QUOTED PASSAGE ::
Start of Block
At 61 years of age, Annette Purton is a passionate humanitarian and an accomplished educator who completed a Masters of Applied Linguistics in 2017 at UNE as a mature age student. Her story is one of intrigue and inspiration and recently I was fortunate enough to have her share it with me.
Growing up in the small country town of Forcett, in southern Tasmania, Annette’s first job was at a music store while she was in school. Soon after graduating, she took up a position as a records clerk in a state government department.
Annette’s early life saw her reaching many life milestones all before her thirtieth birthday; she was married in her early twenties, had three children and became a single parent soon after.
Being a young, sole provider for her family naturally came with its challenges.
“In order to boost family support income, I did house cleaning for a living and often had to take my young children with me.”
Amazingly, in addition to her work and family life she found time to volunteer at her children’s school and help out in the classroom. An interest in education sparked and this eventually led to a permanent job in the Tasmanian Education Department where she held a variety of positions over many years from teacher’s aide to administration roles.
The push to work more closely in education was calling Annette’s name.
Not having had the opportunity to participate in tertiary education when I was younger was a major disappointment in my life. As an older person, I wanted to change this situation because I had a real thirst for learning and wanted to be an inspiration to my children.
Annette had another major motivator to follow her aspirations for further study.
Annette has a condition called Retinitis Pigmentosa, a genetic eye disease that has rendered her legally blind. Determined not to let this get in the way of her plans, in the mid 1990s she enrolled in her first university course-an Associate Diploma in Modern Languages at the University of Tasmania.
She balanced studying, mothering and part-time work all while being unable to drive and relying on limited public transport to get around.
“I also had to take my two younger children to some classes with me on occasion as I didn’t have any other family support. I persevered though and was rewarded with my Associate Diploma in 1998.”
Years passed by and with the assistance of distance education access, Annette was able to enrol in a Bachelor of Education at the University of Tasmania, in hopes of fulfilling her desire to become a teacher.
I have had an eclectic teaching career: distance teaching, teaching literacy, numeracy and computer skills to TAFE students in prison and also students enrolled in skills courses such as hairdressing, childcare and other community service areas.
Working with students from other cultures who speak different languages has become a particular interest. Annette has been teaching English as an Additional Language to high school and college year level refugee students from Afghanistan, Iran, Pakistan, Nepal and Ethiopia.
“I became intrigued with the different cultures and, in particular, the languages spoken by the students combined with their ability to learn English and the Roman alphabet. My fascination with language was the reason for enrolling in a Masters of Applied Linguistics with a TESOL major at- UNE.”
End of Block
YOUR GOAL ::
From the profile of Annette Purton, copy out the passage word for word, starting at "Years passed by" and ending after "become a teacher.".

ENTRIES SHOWN ::
Start of Block
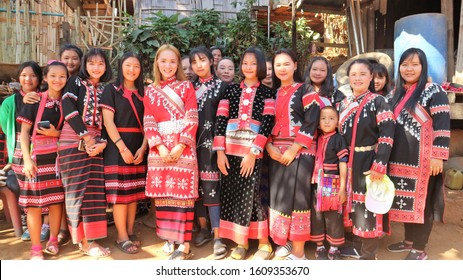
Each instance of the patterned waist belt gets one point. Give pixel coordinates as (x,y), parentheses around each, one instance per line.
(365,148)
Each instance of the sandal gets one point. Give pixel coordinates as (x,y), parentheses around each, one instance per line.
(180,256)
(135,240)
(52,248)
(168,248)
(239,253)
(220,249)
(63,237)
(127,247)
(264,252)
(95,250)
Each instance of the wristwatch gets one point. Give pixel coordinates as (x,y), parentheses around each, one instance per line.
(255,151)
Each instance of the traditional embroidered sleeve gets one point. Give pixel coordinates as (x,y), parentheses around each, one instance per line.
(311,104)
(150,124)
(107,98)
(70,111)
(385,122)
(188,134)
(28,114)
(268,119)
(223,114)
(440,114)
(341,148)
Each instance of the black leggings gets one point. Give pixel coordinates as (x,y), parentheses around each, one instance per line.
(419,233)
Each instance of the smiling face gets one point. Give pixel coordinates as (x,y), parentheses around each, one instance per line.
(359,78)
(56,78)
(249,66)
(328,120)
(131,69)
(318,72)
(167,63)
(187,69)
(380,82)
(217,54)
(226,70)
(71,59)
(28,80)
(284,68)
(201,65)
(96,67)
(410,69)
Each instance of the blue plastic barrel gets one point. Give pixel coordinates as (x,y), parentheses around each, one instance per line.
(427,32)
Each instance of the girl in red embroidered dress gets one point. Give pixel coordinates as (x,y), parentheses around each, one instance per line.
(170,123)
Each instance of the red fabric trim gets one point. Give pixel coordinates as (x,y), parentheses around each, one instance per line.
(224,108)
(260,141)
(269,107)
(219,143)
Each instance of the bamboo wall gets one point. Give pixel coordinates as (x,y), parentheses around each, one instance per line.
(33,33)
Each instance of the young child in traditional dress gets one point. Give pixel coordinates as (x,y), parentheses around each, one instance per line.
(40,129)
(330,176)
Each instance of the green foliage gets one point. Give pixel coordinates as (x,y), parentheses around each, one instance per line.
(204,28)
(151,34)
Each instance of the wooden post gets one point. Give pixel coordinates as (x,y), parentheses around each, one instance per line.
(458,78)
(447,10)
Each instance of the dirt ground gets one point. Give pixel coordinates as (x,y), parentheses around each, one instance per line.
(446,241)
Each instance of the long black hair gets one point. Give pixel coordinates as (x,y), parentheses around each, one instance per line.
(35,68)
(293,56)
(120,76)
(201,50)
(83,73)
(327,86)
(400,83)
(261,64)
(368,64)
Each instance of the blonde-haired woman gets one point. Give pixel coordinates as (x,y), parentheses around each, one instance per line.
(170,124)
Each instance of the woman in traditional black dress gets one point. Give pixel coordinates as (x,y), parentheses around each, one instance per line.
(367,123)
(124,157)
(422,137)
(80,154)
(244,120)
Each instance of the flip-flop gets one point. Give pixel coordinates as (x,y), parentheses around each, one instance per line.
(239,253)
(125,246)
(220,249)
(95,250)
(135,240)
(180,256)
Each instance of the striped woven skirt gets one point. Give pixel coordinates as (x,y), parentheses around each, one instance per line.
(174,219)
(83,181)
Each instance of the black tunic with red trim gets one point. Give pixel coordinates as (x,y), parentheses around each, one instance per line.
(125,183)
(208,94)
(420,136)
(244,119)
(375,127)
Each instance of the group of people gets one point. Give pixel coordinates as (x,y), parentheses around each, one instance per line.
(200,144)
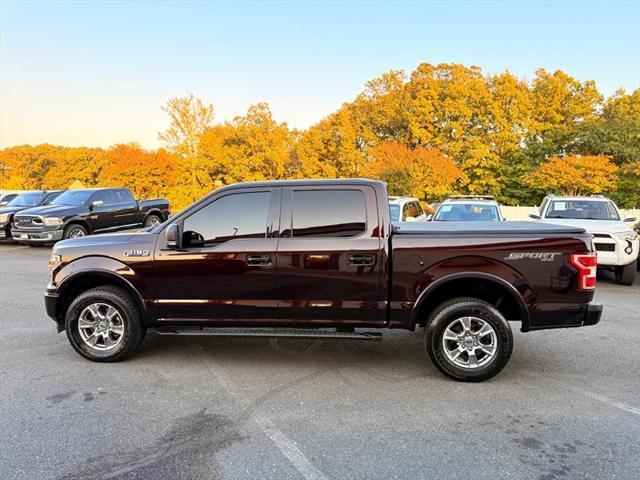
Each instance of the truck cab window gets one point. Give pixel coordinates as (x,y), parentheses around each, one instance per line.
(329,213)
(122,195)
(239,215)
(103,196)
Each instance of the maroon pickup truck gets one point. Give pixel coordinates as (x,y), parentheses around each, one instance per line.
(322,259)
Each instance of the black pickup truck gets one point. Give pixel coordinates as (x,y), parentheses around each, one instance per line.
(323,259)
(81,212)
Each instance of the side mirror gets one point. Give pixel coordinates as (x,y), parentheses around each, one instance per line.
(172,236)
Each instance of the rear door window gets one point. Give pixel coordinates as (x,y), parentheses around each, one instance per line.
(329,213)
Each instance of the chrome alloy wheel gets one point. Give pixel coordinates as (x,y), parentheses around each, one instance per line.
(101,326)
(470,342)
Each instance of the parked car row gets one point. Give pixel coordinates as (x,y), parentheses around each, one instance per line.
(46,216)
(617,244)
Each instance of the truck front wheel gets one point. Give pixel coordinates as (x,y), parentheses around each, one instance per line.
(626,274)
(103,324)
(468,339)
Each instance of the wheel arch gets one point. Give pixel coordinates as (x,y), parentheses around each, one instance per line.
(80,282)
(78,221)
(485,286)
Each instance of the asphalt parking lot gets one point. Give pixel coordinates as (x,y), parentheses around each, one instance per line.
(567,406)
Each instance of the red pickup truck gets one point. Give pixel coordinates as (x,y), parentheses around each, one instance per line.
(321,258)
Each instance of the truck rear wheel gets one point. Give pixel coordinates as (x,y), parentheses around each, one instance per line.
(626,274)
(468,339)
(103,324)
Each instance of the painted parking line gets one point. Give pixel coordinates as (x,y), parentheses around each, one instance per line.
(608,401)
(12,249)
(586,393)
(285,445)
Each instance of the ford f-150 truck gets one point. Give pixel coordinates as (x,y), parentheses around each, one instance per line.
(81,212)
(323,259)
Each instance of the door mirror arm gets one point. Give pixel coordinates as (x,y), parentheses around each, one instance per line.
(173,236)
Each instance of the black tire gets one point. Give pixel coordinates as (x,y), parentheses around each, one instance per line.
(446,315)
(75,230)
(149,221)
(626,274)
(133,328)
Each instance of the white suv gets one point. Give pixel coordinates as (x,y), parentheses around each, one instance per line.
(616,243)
End of Block
PROBLEM SOLUTION ::
Years passed by and with the assistance of distance education access, Annette was able to enrol in a Bachelor of Education at the University of Tasmania, in hopes of fulfilling her desire to become a teacher.